REQUIREMENT: Pull out every line of the records that contains the word "water".

MATERIAL PROVIDED:

┏━━

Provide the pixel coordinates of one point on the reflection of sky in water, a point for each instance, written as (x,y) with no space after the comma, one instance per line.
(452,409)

┗━━
┏━━

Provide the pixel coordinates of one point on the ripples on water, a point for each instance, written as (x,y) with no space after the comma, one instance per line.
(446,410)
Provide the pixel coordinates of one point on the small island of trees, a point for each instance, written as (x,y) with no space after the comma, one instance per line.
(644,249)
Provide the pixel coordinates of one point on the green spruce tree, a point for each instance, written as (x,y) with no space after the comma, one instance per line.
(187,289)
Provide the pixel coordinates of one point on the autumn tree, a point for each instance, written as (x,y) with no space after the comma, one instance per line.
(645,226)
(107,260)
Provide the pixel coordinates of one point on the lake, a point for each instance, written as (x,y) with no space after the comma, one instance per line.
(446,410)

┗━━

RIGHT ANSWER:
Provide the pixel coordinates of one point on the reflection of sky in water, a point for each instance, written as (x,y) with no space after the comma, one instance per line.
Provide the pixel coordinates of one point on the ripples on water, a point for each instance, written as (x,y) with no space after the comma, one instance per line.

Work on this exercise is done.